[PROBLEM REQUIREMENTS]
Render the stretch of the items from their start through the line containing "(1132, 478)" as a numbered list, skipping any blank lines and leaving out the pictures.

Saved data entries
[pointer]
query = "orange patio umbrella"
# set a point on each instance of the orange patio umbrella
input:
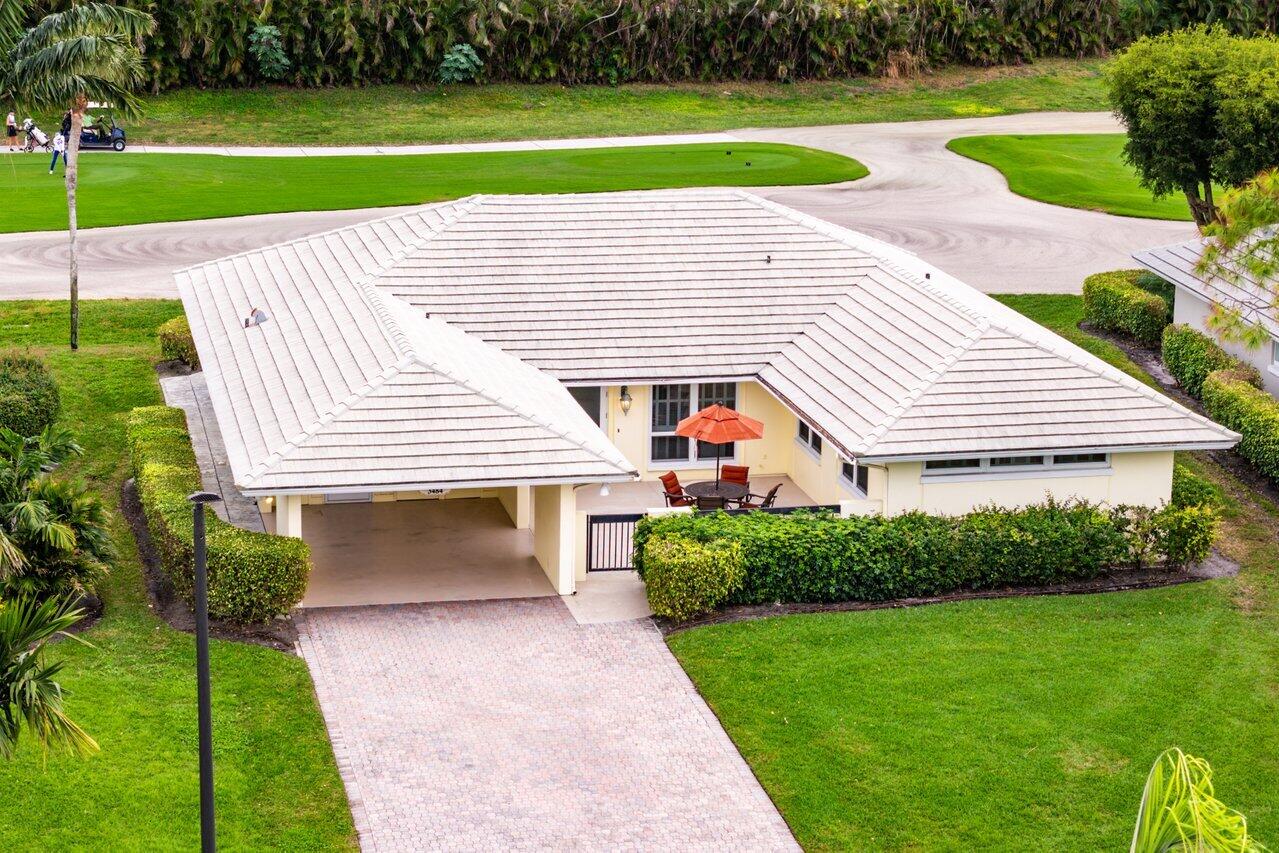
(719, 425)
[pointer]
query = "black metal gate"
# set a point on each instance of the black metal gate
(609, 542)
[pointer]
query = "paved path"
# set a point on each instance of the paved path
(505, 725)
(956, 212)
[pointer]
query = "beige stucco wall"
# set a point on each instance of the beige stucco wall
(1132, 478)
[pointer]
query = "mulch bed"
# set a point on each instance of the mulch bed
(280, 633)
(1214, 567)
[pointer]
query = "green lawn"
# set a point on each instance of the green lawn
(125, 189)
(134, 691)
(1073, 170)
(404, 114)
(1017, 724)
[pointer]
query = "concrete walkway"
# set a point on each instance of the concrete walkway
(507, 725)
(956, 212)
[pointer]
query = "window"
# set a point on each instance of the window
(808, 438)
(672, 404)
(591, 398)
(856, 476)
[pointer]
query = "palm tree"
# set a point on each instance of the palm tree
(28, 691)
(87, 53)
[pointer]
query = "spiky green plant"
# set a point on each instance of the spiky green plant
(1179, 812)
(87, 53)
(30, 693)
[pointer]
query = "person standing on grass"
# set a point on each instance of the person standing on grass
(59, 148)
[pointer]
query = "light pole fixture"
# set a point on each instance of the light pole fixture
(207, 828)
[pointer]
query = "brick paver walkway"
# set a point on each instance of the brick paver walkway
(489, 725)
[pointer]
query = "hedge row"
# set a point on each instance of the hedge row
(205, 42)
(252, 577)
(1115, 302)
(1232, 400)
(28, 395)
(807, 558)
(1190, 356)
(177, 344)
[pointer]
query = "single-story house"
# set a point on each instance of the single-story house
(1196, 294)
(521, 348)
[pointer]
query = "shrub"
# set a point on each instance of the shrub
(1237, 406)
(459, 65)
(1192, 490)
(1113, 302)
(251, 576)
(28, 395)
(1190, 356)
(177, 343)
(820, 558)
(687, 578)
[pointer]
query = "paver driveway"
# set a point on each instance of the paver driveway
(508, 725)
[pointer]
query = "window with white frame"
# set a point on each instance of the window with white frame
(856, 476)
(808, 438)
(1009, 464)
(672, 404)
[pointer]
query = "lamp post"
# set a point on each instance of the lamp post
(207, 828)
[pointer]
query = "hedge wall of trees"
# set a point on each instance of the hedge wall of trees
(205, 42)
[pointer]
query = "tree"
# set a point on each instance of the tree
(87, 53)
(28, 691)
(54, 537)
(1242, 247)
(1201, 108)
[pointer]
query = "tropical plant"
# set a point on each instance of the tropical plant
(30, 692)
(87, 53)
(54, 537)
(1179, 811)
(1201, 108)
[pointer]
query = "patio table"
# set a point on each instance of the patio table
(721, 489)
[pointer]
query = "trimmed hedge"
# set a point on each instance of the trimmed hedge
(1237, 404)
(686, 578)
(1114, 302)
(252, 577)
(177, 343)
(821, 558)
(1190, 356)
(28, 395)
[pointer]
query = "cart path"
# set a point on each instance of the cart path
(954, 212)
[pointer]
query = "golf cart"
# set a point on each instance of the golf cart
(104, 132)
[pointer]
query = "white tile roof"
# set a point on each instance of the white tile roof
(1177, 265)
(353, 381)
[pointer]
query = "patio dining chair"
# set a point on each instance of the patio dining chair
(673, 491)
(761, 501)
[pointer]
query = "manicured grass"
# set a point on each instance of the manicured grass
(276, 783)
(1073, 170)
(125, 189)
(402, 114)
(1017, 724)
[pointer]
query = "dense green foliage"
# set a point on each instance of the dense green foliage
(684, 578)
(580, 41)
(177, 343)
(1201, 108)
(1113, 302)
(54, 532)
(169, 187)
(28, 395)
(805, 556)
(1236, 404)
(1190, 356)
(1082, 170)
(252, 577)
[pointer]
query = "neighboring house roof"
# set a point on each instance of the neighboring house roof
(1177, 265)
(883, 354)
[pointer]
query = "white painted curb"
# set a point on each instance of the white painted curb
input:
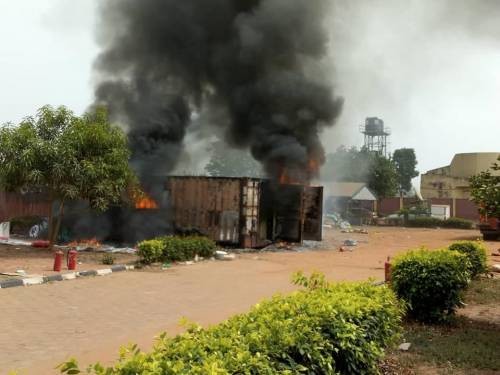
(69, 276)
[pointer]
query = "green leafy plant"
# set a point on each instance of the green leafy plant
(324, 329)
(68, 158)
(485, 191)
(431, 282)
(476, 256)
(150, 251)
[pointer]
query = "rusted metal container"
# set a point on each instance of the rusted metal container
(245, 212)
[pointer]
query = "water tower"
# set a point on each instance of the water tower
(375, 135)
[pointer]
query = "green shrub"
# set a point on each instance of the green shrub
(424, 222)
(150, 251)
(476, 254)
(325, 329)
(175, 248)
(430, 282)
(457, 223)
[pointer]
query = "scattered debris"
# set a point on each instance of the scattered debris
(404, 346)
(344, 248)
(360, 230)
(350, 242)
(336, 220)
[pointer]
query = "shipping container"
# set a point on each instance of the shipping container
(247, 212)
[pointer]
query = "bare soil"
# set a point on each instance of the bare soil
(90, 318)
(40, 261)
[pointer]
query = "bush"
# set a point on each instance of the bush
(424, 222)
(175, 248)
(325, 329)
(457, 223)
(476, 255)
(150, 251)
(430, 282)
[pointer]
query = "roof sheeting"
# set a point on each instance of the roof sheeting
(353, 190)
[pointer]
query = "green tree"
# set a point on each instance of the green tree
(353, 165)
(68, 158)
(406, 163)
(485, 191)
(230, 162)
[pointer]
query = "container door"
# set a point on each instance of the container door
(287, 204)
(313, 213)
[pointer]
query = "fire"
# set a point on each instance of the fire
(146, 203)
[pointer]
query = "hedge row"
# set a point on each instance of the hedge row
(432, 282)
(175, 248)
(324, 329)
(432, 222)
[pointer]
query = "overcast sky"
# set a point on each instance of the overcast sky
(429, 68)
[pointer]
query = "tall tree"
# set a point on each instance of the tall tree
(485, 191)
(405, 161)
(68, 157)
(230, 162)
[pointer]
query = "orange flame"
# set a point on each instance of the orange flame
(146, 203)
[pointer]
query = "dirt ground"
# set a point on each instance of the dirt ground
(90, 318)
(39, 261)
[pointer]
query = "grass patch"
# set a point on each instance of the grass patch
(464, 346)
(483, 291)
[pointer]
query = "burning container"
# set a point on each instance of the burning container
(245, 212)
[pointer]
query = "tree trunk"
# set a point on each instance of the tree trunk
(54, 227)
(51, 223)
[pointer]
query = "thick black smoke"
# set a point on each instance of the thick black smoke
(162, 59)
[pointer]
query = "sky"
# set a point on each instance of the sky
(428, 68)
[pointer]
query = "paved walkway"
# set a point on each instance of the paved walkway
(90, 318)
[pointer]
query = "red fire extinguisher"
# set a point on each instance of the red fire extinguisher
(387, 269)
(72, 255)
(58, 257)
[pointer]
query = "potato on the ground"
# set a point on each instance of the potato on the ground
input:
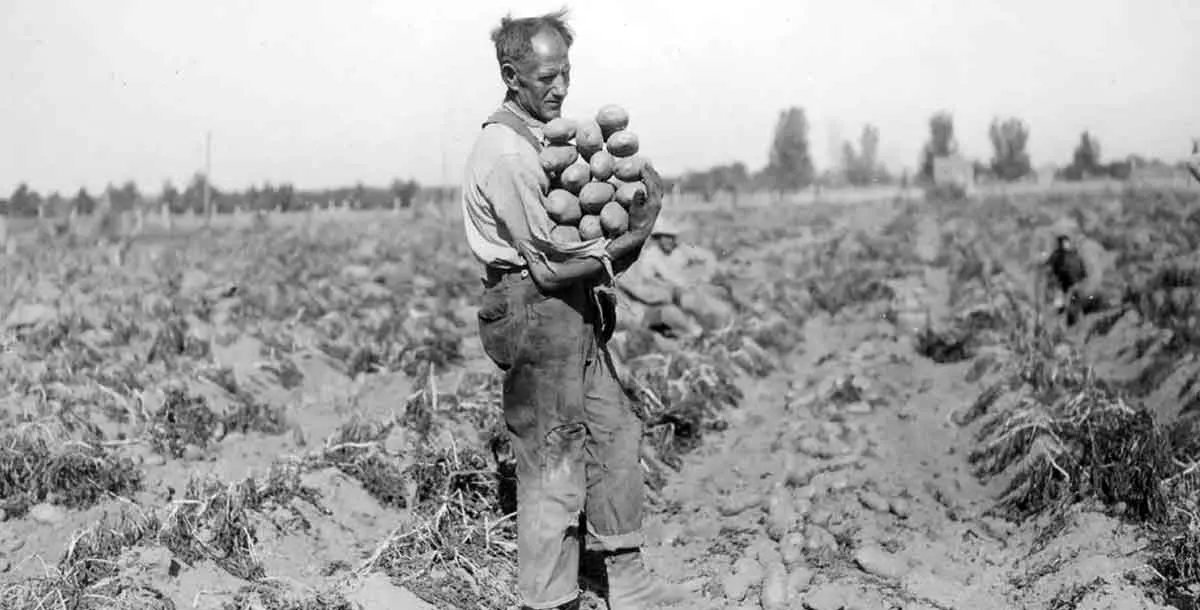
(612, 118)
(623, 144)
(558, 131)
(575, 177)
(563, 207)
(603, 165)
(613, 220)
(591, 227)
(588, 138)
(595, 196)
(629, 169)
(630, 192)
(556, 159)
(564, 234)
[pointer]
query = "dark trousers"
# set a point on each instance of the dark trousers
(574, 431)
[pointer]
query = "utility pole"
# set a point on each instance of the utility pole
(208, 178)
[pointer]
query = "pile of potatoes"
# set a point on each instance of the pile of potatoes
(594, 175)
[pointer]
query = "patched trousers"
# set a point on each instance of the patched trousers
(574, 431)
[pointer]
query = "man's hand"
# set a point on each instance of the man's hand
(643, 213)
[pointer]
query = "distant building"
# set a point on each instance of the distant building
(953, 169)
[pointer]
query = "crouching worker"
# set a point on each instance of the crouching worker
(669, 289)
(1067, 271)
(545, 320)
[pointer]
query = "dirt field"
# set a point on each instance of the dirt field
(300, 417)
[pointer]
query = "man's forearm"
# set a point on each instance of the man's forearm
(621, 251)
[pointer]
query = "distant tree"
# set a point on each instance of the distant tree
(83, 203)
(790, 165)
(57, 204)
(24, 201)
(941, 143)
(285, 197)
(405, 191)
(1085, 161)
(125, 197)
(193, 196)
(171, 197)
(862, 167)
(1087, 153)
(1009, 161)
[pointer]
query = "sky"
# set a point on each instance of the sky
(323, 93)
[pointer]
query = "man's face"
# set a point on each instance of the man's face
(666, 244)
(541, 78)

[EXPECTED OUTPUT]
1. [pointer]
2. query = "orange patio umbrella"
3. # set a point on each instance of the orange patio umbrella
4. input:
5. (719, 425)
6. [pointer]
7. query = "black metal gate"
8. # set a point on each instance of the black metal gate
9. (609, 542)
10. [pointer]
11. query = "paved path"
12. # set a point on each instance of the paved path
13. (505, 725)
14. (956, 212)
15. [pointer]
16. query = "beige stucco wall"
17. # set a point on each instance of the beige stucco wall
18. (1132, 478)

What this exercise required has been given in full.